Directions for this task. Please reproduce the entries below exactly, leaving the pictures out.

The input.
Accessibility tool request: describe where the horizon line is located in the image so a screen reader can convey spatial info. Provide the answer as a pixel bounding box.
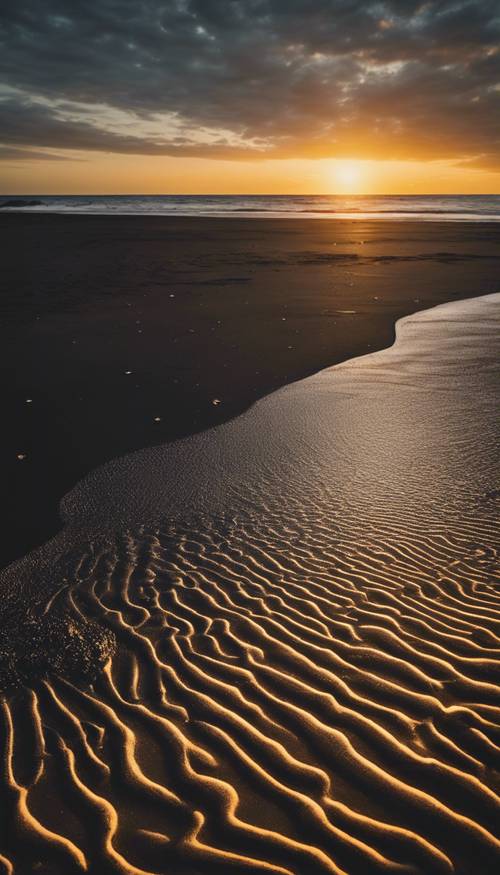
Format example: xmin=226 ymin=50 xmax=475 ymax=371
xmin=2 ymin=192 xmax=500 ymax=198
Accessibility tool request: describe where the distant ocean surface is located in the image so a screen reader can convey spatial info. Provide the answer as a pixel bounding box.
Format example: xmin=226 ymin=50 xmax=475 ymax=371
xmin=2 ymin=194 xmax=500 ymax=220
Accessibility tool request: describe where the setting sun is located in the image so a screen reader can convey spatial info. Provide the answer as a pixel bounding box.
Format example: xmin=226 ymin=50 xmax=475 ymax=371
xmin=332 ymin=161 xmax=364 ymax=192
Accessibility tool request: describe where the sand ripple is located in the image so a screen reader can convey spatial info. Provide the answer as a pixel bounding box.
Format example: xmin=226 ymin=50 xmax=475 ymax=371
xmin=0 ymin=294 xmax=499 ymax=874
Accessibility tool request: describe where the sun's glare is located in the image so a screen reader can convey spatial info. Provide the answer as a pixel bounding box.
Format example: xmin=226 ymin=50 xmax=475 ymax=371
xmin=332 ymin=160 xmax=363 ymax=193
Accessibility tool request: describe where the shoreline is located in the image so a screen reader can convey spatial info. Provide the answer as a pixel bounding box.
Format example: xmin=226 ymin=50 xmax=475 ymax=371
xmin=2 ymin=193 xmax=500 ymax=222
xmin=0 ymin=207 xmax=500 ymax=225
xmin=4 ymin=209 xmax=500 ymax=221
xmin=2 ymin=214 xmax=500 ymax=569
xmin=2 ymin=290 xmax=499 ymax=683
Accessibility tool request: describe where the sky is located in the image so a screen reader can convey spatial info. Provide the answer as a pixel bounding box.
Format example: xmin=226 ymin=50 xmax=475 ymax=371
xmin=1 ymin=0 xmax=499 ymax=194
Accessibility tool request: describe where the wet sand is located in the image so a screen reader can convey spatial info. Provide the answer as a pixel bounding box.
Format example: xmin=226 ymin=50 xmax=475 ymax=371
xmin=1 ymin=215 xmax=500 ymax=568
xmin=0 ymin=292 xmax=499 ymax=874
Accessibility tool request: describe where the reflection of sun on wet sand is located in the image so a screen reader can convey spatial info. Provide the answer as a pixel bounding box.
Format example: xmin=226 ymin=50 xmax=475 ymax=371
xmin=1 ymin=295 xmax=499 ymax=874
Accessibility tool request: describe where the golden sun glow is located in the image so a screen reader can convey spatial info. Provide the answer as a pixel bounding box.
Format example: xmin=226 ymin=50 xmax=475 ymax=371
xmin=332 ymin=161 xmax=364 ymax=193
xmin=1 ymin=153 xmax=500 ymax=196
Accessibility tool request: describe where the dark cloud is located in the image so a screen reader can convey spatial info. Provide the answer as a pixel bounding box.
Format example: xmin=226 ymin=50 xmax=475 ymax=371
xmin=0 ymin=0 xmax=499 ymax=165
xmin=0 ymin=144 xmax=72 ymax=161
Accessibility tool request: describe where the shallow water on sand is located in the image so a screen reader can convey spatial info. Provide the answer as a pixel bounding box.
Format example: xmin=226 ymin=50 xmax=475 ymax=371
xmin=1 ymin=294 xmax=499 ymax=874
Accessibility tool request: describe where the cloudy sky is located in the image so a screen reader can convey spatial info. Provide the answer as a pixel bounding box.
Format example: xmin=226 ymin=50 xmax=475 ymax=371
xmin=1 ymin=0 xmax=499 ymax=192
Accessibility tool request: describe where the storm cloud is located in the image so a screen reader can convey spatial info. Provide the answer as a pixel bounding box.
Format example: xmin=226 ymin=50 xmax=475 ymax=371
xmin=0 ymin=0 xmax=499 ymax=165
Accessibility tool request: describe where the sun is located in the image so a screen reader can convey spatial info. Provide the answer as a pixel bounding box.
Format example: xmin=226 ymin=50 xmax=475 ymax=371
xmin=332 ymin=160 xmax=363 ymax=193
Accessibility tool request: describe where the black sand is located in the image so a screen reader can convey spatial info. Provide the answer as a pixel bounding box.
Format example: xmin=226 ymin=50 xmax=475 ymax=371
xmin=1 ymin=214 xmax=499 ymax=569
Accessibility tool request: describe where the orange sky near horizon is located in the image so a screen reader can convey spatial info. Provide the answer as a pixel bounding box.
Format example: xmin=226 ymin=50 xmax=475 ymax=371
xmin=2 ymin=154 xmax=500 ymax=196
xmin=3 ymin=3 xmax=500 ymax=198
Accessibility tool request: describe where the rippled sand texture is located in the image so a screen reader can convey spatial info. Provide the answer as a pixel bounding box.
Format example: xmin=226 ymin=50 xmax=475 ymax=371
xmin=1 ymin=294 xmax=499 ymax=874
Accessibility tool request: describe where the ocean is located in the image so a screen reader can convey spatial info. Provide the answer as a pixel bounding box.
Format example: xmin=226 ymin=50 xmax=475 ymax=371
xmin=2 ymin=193 xmax=500 ymax=219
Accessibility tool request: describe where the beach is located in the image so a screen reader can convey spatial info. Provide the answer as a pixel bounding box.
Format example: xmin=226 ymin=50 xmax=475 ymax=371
xmin=1 ymin=214 xmax=499 ymax=875
xmin=2 ymin=214 xmax=500 ymax=569
xmin=0 ymin=278 xmax=499 ymax=873
xmin=3 ymin=0 xmax=499 ymax=869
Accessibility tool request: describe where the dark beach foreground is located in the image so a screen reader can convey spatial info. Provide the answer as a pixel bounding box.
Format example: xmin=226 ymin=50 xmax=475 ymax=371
xmin=1 ymin=288 xmax=499 ymax=875
xmin=1 ymin=214 xmax=500 ymax=569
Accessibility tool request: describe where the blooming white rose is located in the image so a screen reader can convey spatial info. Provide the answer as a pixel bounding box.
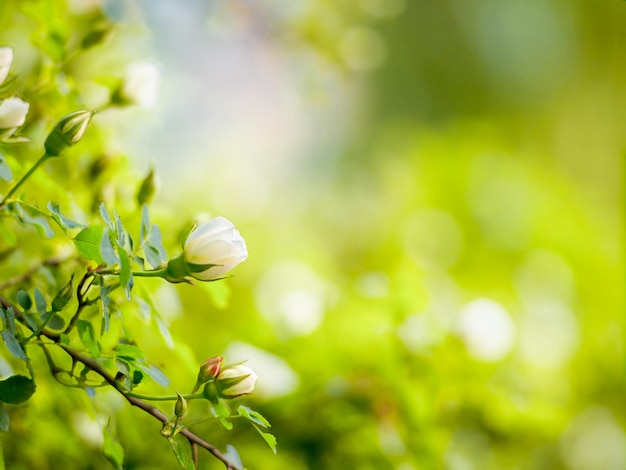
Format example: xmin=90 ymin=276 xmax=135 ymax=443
xmin=216 ymin=364 xmax=258 ymax=398
xmin=0 ymin=97 xmax=29 ymax=131
xmin=0 ymin=47 xmax=13 ymax=86
xmin=183 ymin=217 xmax=248 ymax=281
xmin=119 ymin=62 xmax=160 ymax=109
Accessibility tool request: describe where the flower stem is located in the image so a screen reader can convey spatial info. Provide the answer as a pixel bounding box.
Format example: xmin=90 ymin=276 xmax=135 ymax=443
xmin=132 ymin=268 xmax=169 ymax=278
xmin=127 ymin=391 xmax=204 ymax=401
xmin=0 ymin=153 xmax=50 ymax=207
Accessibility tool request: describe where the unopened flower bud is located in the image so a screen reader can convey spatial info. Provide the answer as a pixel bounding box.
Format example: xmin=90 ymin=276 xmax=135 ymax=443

Solution for this problem.
Accessibility tool request: describe where the horizon line is located in the image so a screen reader can convey spatial info. Provide the answer as a pixel bounding box.
Format example: xmin=226 ymin=50 xmax=475 ymax=371
xmin=2 ymin=192 xmax=500 ymax=198
Accessibility tool request: describe where the distant ocean surface is located in the image so a screen reader can convey spatial info. Provide the answer as a pixel bounding box.
Format example: xmin=226 ymin=50 xmax=475 ymax=371
xmin=2 ymin=194 xmax=500 ymax=220
Accessibility tool request: describe where the setting sun is located in the image so a screen reader can convey spatial info. Provide the answer as a pixel bounding box.
Format example: xmin=226 ymin=50 xmax=475 ymax=371
xmin=332 ymin=161 xmax=364 ymax=192
Accessibility tool request: describe where the sand ripple is located in the image so a screen reader can convey spatial info. Provide the answer as a pixel bounding box.
Format example: xmin=226 ymin=50 xmax=475 ymax=371
xmin=0 ymin=294 xmax=499 ymax=874
Accessibility tool request: describe where the sun's glare is located in the image so a screen reader can convey spatial info. Provide the answer as a pixel bounding box.
Format example: xmin=226 ymin=50 xmax=475 ymax=371
xmin=332 ymin=160 xmax=363 ymax=193
Accessibility tool request: describe where the shoreline is located in the image so a screen reader can convey spatial info. Provide the answer as a pixel bounding box.
Format example: xmin=226 ymin=50 xmax=475 ymax=371
xmin=2 ymin=193 xmax=500 ymax=222
xmin=0 ymin=207 xmax=500 ymax=225
xmin=4 ymin=209 xmax=500 ymax=221
xmin=2 ymin=214 xmax=500 ymax=569
xmin=2 ymin=290 xmax=499 ymax=683
Accessibility tool request: describe where the sky is located in the image so a screen reader can convey spatial info. Provide the answer as a pixel bounding box.
Format example: xmin=226 ymin=50 xmax=475 ymax=371
xmin=1 ymin=0 xmax=499 ymax=194
Accessibility tool request: describe where the wet sand is located in the image so a screen reader can convey spatial info. Provide the answer as a pixel bounding box.
Format example: xmin=226 ymin=50 xmax=475 ymax=371
xmin=1 ymin=215 xmax=500 ymax=568
xmin=0 ymin=292 xmax=499 ymax=874
Accessibility tool request: describe where the reflection of sun on wet sand is located in the image so a screen reader can convey spatial info. Provide the answer as a pixel bounding box.
Format example: xmin=226 ymin=50 xmax=475 ymax=371
xmin=1 ymin=295 xmax=499 ymax=874
Accessibility tool request: describe where the golden sun glow is located in the image so a screen reader can convey spatial info. Provide the answer as a pixel bounding box.
Format example: xmin=226 ymin=50 xmax=475 ymax=371
xmin=332 ymin=161 xmax=364 ymax=193
xmin=1 ymin=153 xmax=500 ymax=196
Accessibility tool request: describe where the dark cloud is located in the image so a screen reader can convey spatial info. Provide the answer as a pixel bounding box.
Format example: xmin=226 ymin=50 xmax=475 ymax=371
xmin=0 ymin=0 xmax=499 ymax=165
xmin=0 ymin=144 xmax=72 ymax=161
Accessibility tool request: describe where the shallow water on sand is located in the image so a screen reader can convey spatial info. Provide the answer as a pixel bounding box.
Format example: xmin=226 ymin=50 xmax=475 ymax=371
xmin=1 ymin=294 xmax=499 ymax=874
Accessibility tool request: describe where the cloudy sky is located in the image so a screen reader can convey spatial info. Provide the answer as a pixel bounding box.
Format example: xmin=226 ymin=50 xmax=475 ymax=371
xmin=1 ymin=0 xmax=499 ymax=192
Accessibility tool request: describe where the storm cloud is located in the image so a screen reader can convey spatial info. Provide the answer as a pixel bounding box.
Format example: xmin=226 ymin=50 xmax=475 ymax=371
xmin=0 ymin=0 xmax=499 ymax=165
Accessibility tool request: describe where the sun is located in the image so a screen reader can convey spatial info. Provide the answer as a pixel bounding box.
Format example: xmin=226 ymin=50 xmax=475 ymax=371
xmin=332 ymin=160 xmax=363 ymax=193
Accessibility tool request: describe where the black sand is located in the image so a screen reader can convey spatial info. Provide the answer as a pixel bounding box.
Format example: xmin=226 ymin=50 xmax=475 ymax=371
xmin=1 ymin=214 xmax=499 ymax=569
Accessibility tool request: describe where the orange sky near horizon is located in the image so a screen reader can convey spatial info. Provide the answer as a pixel bounding box.
Format example: xmin=226 ymin=50 xmax=475 ymax=371
xmin=2 ymin=154 xmax=500 ymax=196
xmin=3 ymin=3 xmax=500 ymax=198
Accessibility tool request: describe where the rippled sand texture is located in the image so a screen reader can convey spatial info. Provide the answer as a pixel bounding box.
Format example: xmin=226 ymin=50 xmax=475 ymax=371
xmin=1 ymin=294 xmax=499 ymax=874
Accessibility tool request: describe where the ocean is located in the image so a screen reader can convey spatial info. Provide the answer as a pixel bounding box.
Format example: xmin=226 ymin=50 xmax=475 ymax=371
xmin=2 ymin=193 xmax=500 ymax=219
Accessibility tool request: describe where the beach is located in the image so a screen reader can convey spatial info. Provide the answer as a pixel bounding box.
Format example: xmin=226 ymin=50 xmax=475 ymax=371
xmin=1 ymin=214 xmax=499 ymax=875
xmin=2 ymin=214 xmax=500 ymax=569
xmin=0 ymin=278 xmax=499 ymax=873
xmin=3 ymin=0 xmax=499 ymax=869
Accessibility tool request: describe where the dark beach foreground is located in the image so a screen reader can convey spatial info. Provide the answer as a pixel bounding box.
Format example: xmin=226 ymin=50 xmax=475 ymax=371
xmin=1 ymin=288 xmax=499 ymax=875
xmin=1 ymin=214 xmax=500 ymax=569
Accessibility tool request: describe where the blooming white rose is located in the image so a screen reader can convey spatial info. Provide the answer as a pixel bounding box.
Format example: xmin=90 ymin=276 xmax=135 ymax=443
xmin=216 ymin=364 xmax=258 ymax=398
xmin=0 ymin=97 xmax=29 ymax=131
xmin=0 ymin=47 xmax=13 ymax=86
xmin=183 ymin=217 xmax=248 ymax=281
xmin=119 ymin=62 xmax=160 ymax=109
Accessibility tool request: describe where the flower stem is located in the image so a screen reader can convey spatial info. Provide the answer as a pixel bounding box.
Format example: xmin=90 ymin=276 xmax=135 ymax=443
xmin=132 ymin=268 xmax=169 ymax=278
xmin=127 ymin=391 xmax=204 ymax=401
xmin=0 ymin=153 xmax=50 ymax=207
Accessibility tool request: describe where the unopened flower bud is located in the image so a screen reader can convey spatial info. Provide the answer as a pixel bounding box.
Format example: xmin=90 ymin=276 xmax=135 ymax=443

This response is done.